**GOAL A**
List the ways to lead the viewer's eye into an image that the bulleted list in the landscape photography post gives.

**EXCERPT PROVIDED**
^^^^^^^^^^^^^^^^

Thursday, 2 April 2015

Landscape Photography part 2


Landscape Photography part 1 can be found on the below link. 

http://ghatahoraphotography.blogspot.co.uk/2012/08/landscape-photography.html


Landscape photography Part 2

7) Include the Sky

Including the sky makes the photograph more interesting. Most landscapes images will have either a dominant foreground or sky. If you your image does not have one or the other, photograph can end up being boring. If the sky is bland, boring sky, overcast, do not include the sky in your image and place the horizon in the upper third of your shot. However your foreground has to interesting. On the other hand if the sky is filled lots of clouds and colours include it by placing the horizon lower third.


Clouds - horizon on lower third




Sunrise over Loach Lomond -  horizon on upper third





8)     Leading Lines

You may have asked yourself this question, ‘how can lead the viewer’s eye of into the image’?
Here is the answer; there are a number of ways of doing this.
  • Include foreground
  •  Blur the image to create a sense of movement
  • Changing your view point
  • Colours in the landscape: i.e. a field of poppies against the blue sky
Leading lines are one of the best ways into an image which lead the viewers into the photograph. Lines give an image depth, scale and can be a point of interest and create patterns in your image.

Below: Photograph taken at Lake Windmere, Lake District


The image below was taken by pointing the camera up at the top



 
9)     Capturing Movement


When most people think about landscapes they think of calm, peaceful and passive environments – however landscapes are rarely completely still and adding the movement creates the mood, drama, and create a point of interest.
Examples of movement in landscapes are:– moving trees, waves on a beach, water flowing over a waterfall, birds flying overhead, moving clouds, stars etc.

^^^^^^^^^^^^^^^^

**DATASET EXTRACT**
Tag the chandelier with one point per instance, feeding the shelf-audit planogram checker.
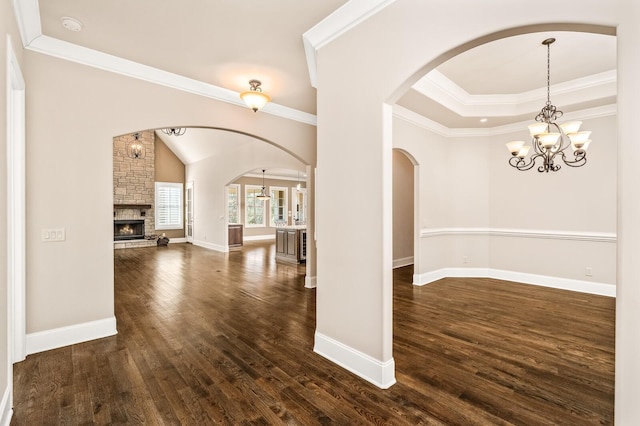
(135, 149)
(175, 131)
(254, 98)
(550, 140)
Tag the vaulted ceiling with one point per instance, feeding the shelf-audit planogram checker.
(224, 44)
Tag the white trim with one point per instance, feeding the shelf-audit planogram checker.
(260, 237)
(96, 59)
(405, 261)
(601, 289)
(437, 128)
(310, 282)
(379, 373)
(70, 335)
(333, 26)
(607, 237)
(210, 246)
(442, 90)
(6, 411)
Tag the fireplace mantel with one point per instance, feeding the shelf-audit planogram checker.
(132, 206)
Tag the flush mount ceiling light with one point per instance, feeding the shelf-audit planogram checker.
(254, 98)
(71, 24)
(263, 193)
(135, 149)
(550, 140)
(174, 131)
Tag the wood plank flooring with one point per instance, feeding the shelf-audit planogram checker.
(211, 338)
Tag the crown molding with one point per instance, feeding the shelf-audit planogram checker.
(441, 89)
(28, 17)
(437, 128)
(333, 26)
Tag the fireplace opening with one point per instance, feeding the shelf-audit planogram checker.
(128, 230)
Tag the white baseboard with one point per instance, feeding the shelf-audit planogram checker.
(70, 335)
(601, 289)
(310, 282)
(211, 246)
(405, 261)
(6, 411)
(381, 374)
(259, 237)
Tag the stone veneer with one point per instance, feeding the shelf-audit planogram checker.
(134, 180)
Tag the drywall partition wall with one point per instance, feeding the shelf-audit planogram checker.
(211, 175)
(627, 409)
(10, 37)
(168, 168)
(74, 112)
(403, 232)
(353, 297)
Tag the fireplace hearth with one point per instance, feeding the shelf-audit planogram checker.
(128, 230)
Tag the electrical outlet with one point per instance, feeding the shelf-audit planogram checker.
(53, 235)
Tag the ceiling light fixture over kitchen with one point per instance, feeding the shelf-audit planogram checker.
(263, 193)
(254, 97)
(550, 140)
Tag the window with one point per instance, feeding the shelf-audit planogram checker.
(254, 209)
(169, 205)
(233, 203)
(278, 205)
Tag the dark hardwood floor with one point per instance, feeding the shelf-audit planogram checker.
(207, 338)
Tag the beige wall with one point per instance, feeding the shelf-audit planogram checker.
(482, 194)
(168, 168)
(7, 29)
(354, 299)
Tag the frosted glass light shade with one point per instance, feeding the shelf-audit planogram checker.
(523, 151)
(548, 140)
(254, 99)
(536, 129)
(515, 146)
(571, 127)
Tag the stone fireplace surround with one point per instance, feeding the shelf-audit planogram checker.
(134, 186)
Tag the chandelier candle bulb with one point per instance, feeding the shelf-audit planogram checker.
(571, 127)
(536, 129)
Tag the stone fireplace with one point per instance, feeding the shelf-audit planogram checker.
(134, 190)
(128, 230)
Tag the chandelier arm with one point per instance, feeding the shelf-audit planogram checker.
(522, 165)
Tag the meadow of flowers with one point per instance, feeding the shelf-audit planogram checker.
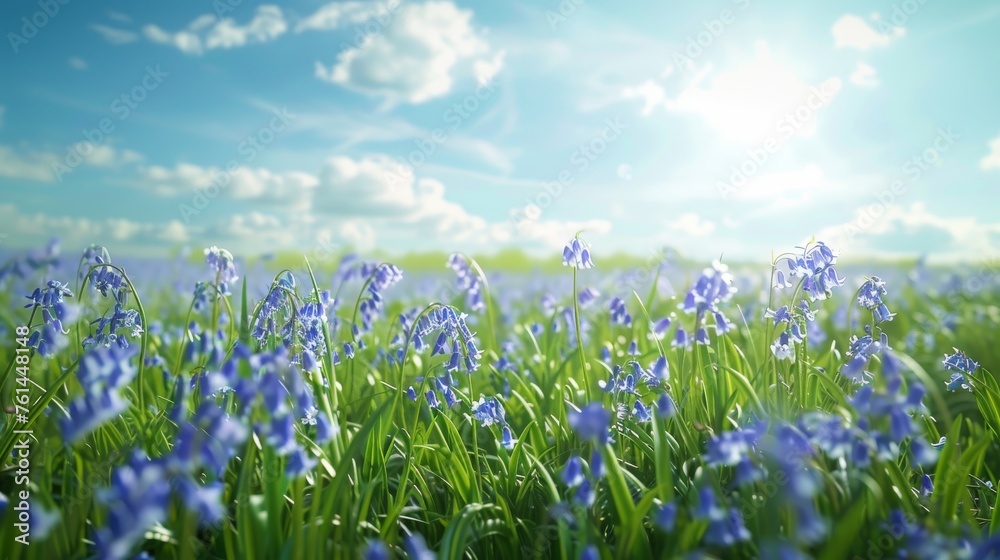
(797, 412)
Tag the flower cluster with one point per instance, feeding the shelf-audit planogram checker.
(103, 372)
(815, 266)
(453, 337)
(270, 309)
(591, 423)
(489, 411)
(380, 277)
(50, 337)
(577, 254)
(715, 286)
(583, 484)
(870, 297)
(619, 314)
(962, 366)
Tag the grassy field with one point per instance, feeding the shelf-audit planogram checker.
(659, 411)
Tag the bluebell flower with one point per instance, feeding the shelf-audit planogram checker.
(666, 517)
(281, 435)
(958, 381)
(641, 412)
(325, 429)
(588, 296)
(489, 411)
(52, 294)
(597, 465)
(665, 406)
(591, 423)
(376, 550)
(926, 486)
(728, 448)
(871, 292)
(222, 265)
(783, 348)
(299, 463)
(715, 286)
(660, 369)
(680, 339)
(205, 500)
(660, 327)
(585, 493)
(138, 499)
(782, 315)
(960, 362)
(577, 254)
(619, 313)
(882, 314)
(815, 265)
(572, 473)
(701, 336)
(507, 439)
(432, 400)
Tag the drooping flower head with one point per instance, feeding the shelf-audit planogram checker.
(220, 261)
(577, 254)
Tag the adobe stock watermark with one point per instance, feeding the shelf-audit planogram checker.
(425, 148)
(249, 148)
(913, 170)
(31, 26)
(786, 126)
(122, 106)
(713, 29)
(901, 13)
(579, 161)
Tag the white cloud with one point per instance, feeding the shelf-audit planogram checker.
(114, 35)
(877, 226)
(485, 70)
(207, 32)
(797, 184)
(32, 166)
(35, 227)
(120, 17)
(990, 160)
(864, 76)
(352, 201)
(41, 166)
(286, 190)
(548, 234)
(185, 41)
(690, 224)
(759, 100)
(340, 14)
(415, 57)
(106, 156)
(650, 92)
(854, 32)
(267, 25)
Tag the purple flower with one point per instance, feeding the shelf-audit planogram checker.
(577, 254)
(591, 423)
(573, 472)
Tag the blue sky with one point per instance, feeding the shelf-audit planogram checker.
(720, 128)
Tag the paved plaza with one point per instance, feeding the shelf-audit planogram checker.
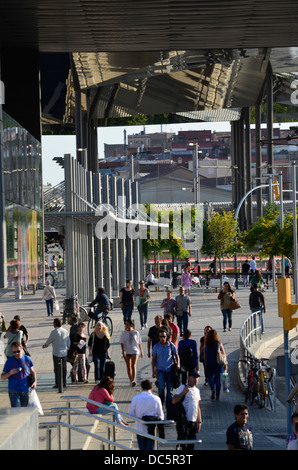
(269, 428)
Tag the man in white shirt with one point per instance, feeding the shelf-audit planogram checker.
(191, 397)
(150, 279)
(253, 265)
(60, 341)
(146, 404)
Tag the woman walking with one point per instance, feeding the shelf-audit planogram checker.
(80, 357)
(142, 299)
(127, 300)
(103, 393)
(49, 295)
(212, 344)
(186, 280)
(225, 296)
(131, 345)
(202, 349)
(12, 335)
(99, 343)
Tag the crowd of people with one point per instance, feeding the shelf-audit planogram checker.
(174, 353)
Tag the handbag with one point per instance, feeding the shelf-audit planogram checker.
(234, 304)
(34, 401)
(175, 374)
(221, 358)
(4, 327)
(90, 356)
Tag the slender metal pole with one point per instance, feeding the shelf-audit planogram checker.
(281, 215)
(295, 230)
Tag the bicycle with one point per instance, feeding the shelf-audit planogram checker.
(252, 381)
(259, 382)
(73, 307)
(104, 318)
(265, 388)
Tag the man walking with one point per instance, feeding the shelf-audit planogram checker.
(17, 370)
(60, 341)
(257, 303)
(164, 357)
(182, 310)
(245, 273)
(190, 394)
(146, 405)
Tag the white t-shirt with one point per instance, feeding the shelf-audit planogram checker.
(190, 402)
(131, 341)
(293, 445)
(145, 404)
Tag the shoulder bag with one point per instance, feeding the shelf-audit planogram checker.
(221, 358)
(234, 305)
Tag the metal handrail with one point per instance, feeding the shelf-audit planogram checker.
(250, 332)
(68, 409)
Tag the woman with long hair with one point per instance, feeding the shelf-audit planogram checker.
(131, 345)
(103, 393)
(101, 301)
(202, 348)
(212, 344)
(99, 343)
(127, 300)
(225, 296)
(12, 335)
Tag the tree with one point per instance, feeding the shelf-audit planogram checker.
(219, 235)
(267, 232)
(172, 243)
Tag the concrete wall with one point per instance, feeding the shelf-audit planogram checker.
(19, 429)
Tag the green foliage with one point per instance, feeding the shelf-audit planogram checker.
(219, 234)
(172, 243)
(266, 231)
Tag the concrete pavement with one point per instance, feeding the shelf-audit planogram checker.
(269, 428)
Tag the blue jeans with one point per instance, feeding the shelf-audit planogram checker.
(182, 321)
(143, 311)
(145, 443)
(227, 316)
(259, 309)
(50, 306)
(214, 379)
(164, 380)
(127, 312)
(114, 407)
(18, 398)
(99, 365)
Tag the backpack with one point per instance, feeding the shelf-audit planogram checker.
(176, 412)
(187, 355)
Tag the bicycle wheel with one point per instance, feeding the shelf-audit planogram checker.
(254, 390)
(91, 325)
(108, 322)
(262, 392)
(83, 314)
(269, 389)
(51, 279)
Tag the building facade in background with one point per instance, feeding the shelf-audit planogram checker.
(23, 204)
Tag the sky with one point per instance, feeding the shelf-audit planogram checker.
(57, 146)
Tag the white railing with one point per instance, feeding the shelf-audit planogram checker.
(111, 427)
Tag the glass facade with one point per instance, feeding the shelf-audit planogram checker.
(22, 165)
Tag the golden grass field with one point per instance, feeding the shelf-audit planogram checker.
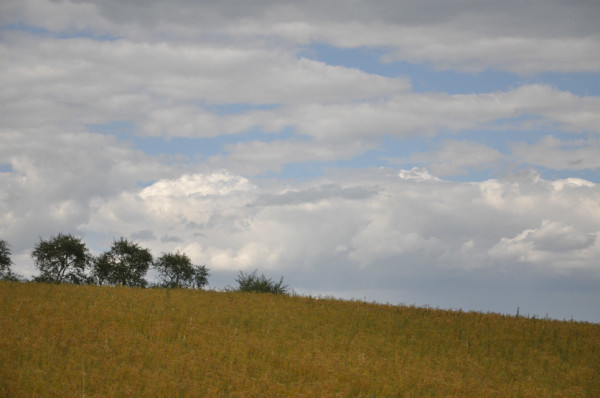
(75, 341)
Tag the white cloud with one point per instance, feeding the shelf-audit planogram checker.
(521, 37)
(228, 222)
(457, 157)
(552, 245)
(551, 152)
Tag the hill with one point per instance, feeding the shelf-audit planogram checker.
(66, 340)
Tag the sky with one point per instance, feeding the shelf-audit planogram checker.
(442, 154)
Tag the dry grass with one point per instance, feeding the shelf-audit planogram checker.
(69, 341)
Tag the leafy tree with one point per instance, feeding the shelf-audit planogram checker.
(253, 283)
(62, 258)
(126, 263)
(6, 263)
(177, 271)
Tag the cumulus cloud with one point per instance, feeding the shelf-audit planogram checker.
(525, 38)
(553, 244)
(85, 81)
(457, 157)
(366, 220)
(559, 154)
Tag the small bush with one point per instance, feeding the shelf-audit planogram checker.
(253, 283)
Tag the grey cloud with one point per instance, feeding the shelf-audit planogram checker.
(523, 37)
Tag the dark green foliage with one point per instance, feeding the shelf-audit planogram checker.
(62, 258)
(125, 264)
(253, 283)
(177, 271)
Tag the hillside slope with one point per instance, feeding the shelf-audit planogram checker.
(64, 340)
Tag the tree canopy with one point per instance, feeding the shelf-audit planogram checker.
(251, 282)
(62, 258)
(177, 271)
(126, 263)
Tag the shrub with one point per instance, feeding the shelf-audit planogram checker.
(251, 282)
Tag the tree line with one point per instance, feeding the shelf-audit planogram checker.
(64, 258)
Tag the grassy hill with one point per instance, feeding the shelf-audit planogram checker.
(71, 341)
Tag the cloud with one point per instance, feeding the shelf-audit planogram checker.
(553, 244)
(551, 152)
(366, 220)
(524, 38)
(457, 157)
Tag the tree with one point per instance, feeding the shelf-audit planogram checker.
(177, 271)
(126, 263)
(253, 283)
(6, 262)
(62, 258)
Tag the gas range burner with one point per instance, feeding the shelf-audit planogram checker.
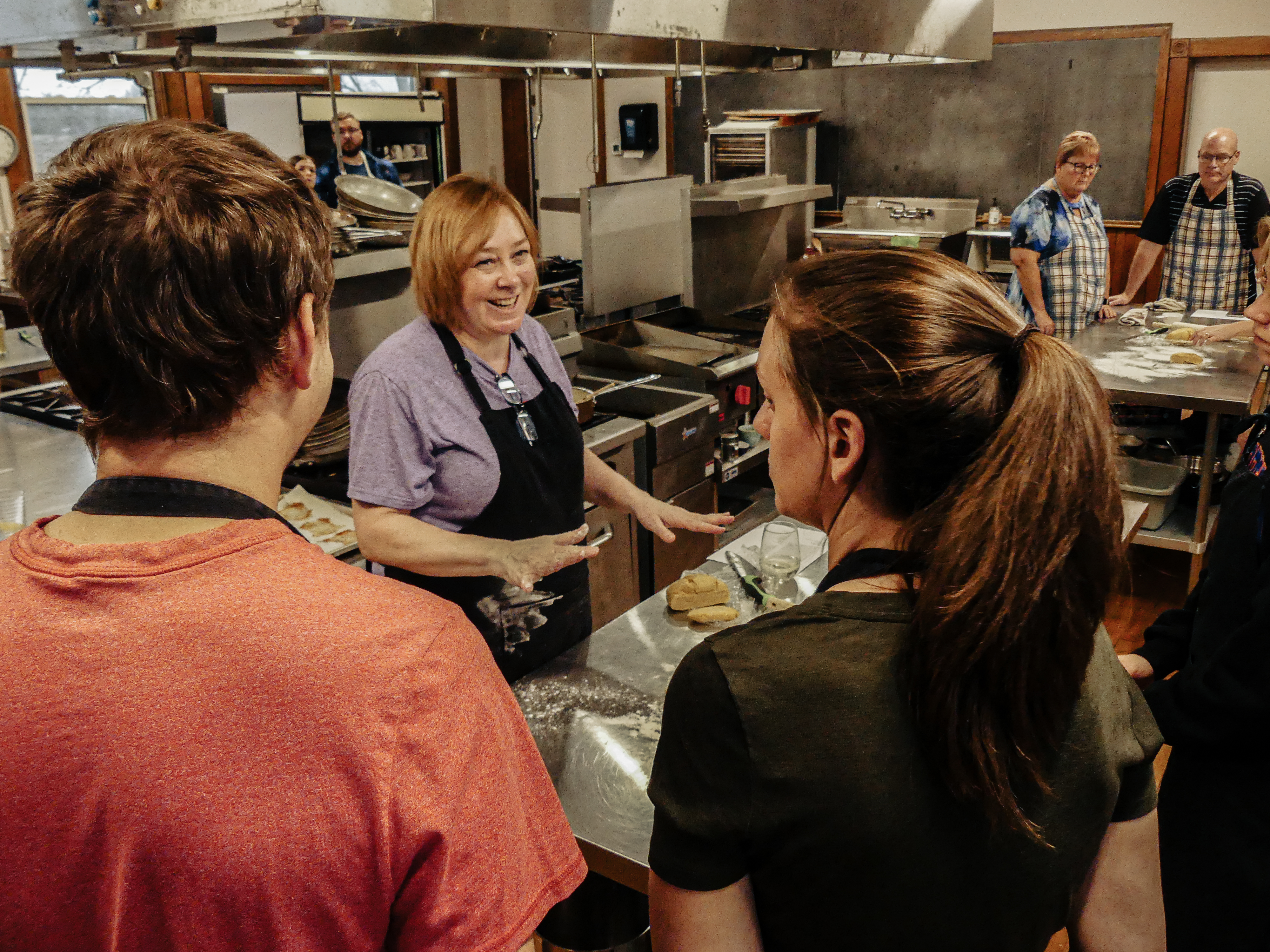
(598, 420)
(46, 403)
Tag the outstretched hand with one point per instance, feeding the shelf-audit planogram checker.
(660, 519)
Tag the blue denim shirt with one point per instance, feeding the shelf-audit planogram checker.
(1041, 224)
(373, 167)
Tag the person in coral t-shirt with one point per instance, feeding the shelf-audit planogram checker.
(217, 737)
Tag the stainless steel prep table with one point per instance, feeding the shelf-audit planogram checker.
(596, 715)
(53, 466)
(22, 355)
(1225, 387)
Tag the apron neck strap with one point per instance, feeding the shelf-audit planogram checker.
(866, 564)
(159, 496)
(464, 369)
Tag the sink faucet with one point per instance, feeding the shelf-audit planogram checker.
(905, 211)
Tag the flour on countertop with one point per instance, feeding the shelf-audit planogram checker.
(1144, 360)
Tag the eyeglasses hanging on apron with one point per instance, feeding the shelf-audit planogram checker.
(1076, 279)
(540, 461)
(1207, 266)
(512, 395)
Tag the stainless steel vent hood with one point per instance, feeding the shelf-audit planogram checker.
(488, 36)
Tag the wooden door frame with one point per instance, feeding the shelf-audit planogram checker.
(1184, 56)
(189, 96)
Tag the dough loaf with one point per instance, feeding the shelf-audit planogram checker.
(697, 592)
(714, 614)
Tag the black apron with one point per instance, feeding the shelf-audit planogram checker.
(539, 494)
(159, 496)
(1215, 827)
(863, 564)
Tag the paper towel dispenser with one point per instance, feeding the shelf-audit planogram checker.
(638, 126)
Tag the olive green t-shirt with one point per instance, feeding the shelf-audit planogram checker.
(789, 755)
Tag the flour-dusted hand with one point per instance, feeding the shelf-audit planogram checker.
(1139, 667)
(525, 563)
(660, 519)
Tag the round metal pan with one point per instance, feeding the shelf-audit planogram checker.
(378, 195)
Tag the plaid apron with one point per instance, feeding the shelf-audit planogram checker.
(1076, 279)
(1207, 267)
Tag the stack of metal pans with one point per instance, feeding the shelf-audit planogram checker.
(341, 242)
(328, 441)
(378, 204)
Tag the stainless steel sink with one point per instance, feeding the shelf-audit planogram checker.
(909, 215)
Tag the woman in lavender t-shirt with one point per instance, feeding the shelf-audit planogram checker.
(468, 468)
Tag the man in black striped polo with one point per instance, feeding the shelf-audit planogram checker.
(1208, 223)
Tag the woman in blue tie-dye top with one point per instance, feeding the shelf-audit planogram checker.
(1060, 246)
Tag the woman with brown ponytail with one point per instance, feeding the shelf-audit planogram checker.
(938, 751)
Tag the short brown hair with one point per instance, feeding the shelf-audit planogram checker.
(1075, 144)
(455, 223)
(994, 445)
(163, 262)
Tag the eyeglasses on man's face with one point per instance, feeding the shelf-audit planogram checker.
(512, 395)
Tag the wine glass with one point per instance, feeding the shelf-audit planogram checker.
(780, 557)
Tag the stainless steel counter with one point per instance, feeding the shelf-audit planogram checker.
(22, 355)
(1121, 357)
(596, 715)
(50, 465)
(614, 433)
(1135, 369)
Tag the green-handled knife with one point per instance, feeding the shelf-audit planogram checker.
(749, 578)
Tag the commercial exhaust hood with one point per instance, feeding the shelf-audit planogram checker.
(490, 37)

^^^^^^^^^^^^^^^^

**GOAL B**
Copy out the lines of the entries from the line containing "Tag the eyeglasses hanging" through the line containing "(1207, 267)", keeping both of those lines.

**EXPECTED ANSWER A**
- Include foreground
- Blur the image to create a sense of movement
- Changing your view point
- Colours in the landscape: i.e. a field of poppies against the blue sky

**EXPECTED ANSWER B**
Tag the eyeglasses hanging on apron with one point per instance, feeding the shelf-audit planogram checker.
(1076, 279)
(540, 461)
(1207, 266)
(512, 395)
Tag the stainless steel vent hood with one point per instance, feeding the shelf-audit planogram checker.
(488, 36)
Tag the wooden door frame with one point per instance, feeding the shelf-audit planogram checker.
(1184, 56)
(189, 96)
Tag the dough loaf with one point per instance, feeding the shelf-audit planogram checker.
(697, 592)
(714, 614)
Tag the black apron with one point per instance, feeding the shelf-audit planogram checker.
(539, 494)
(159, 496)
(1215, 827)
(863, 564)
Tag the paper towel dispenser with one point per instance, feeding the shelf-audit planogram checker.
(638, 126)
Tag the olive green t-shirt with one point per instance, feeding the shelf-audit planogram checker.
(789, 755)
Tag the flour-dusted hand with one point per instance, feeding the shelf-audit planogram checker.
(1139, 667)
(525, 563)
(660, 519)
Tag the round metal pan with one point per instance, feeding the shelf-audit planogram checker.
(378, 195)
Tag the plaid apron with one point per instance, feeding the shelf-audit planogram checker.
(1076, 279)
(1207, 267)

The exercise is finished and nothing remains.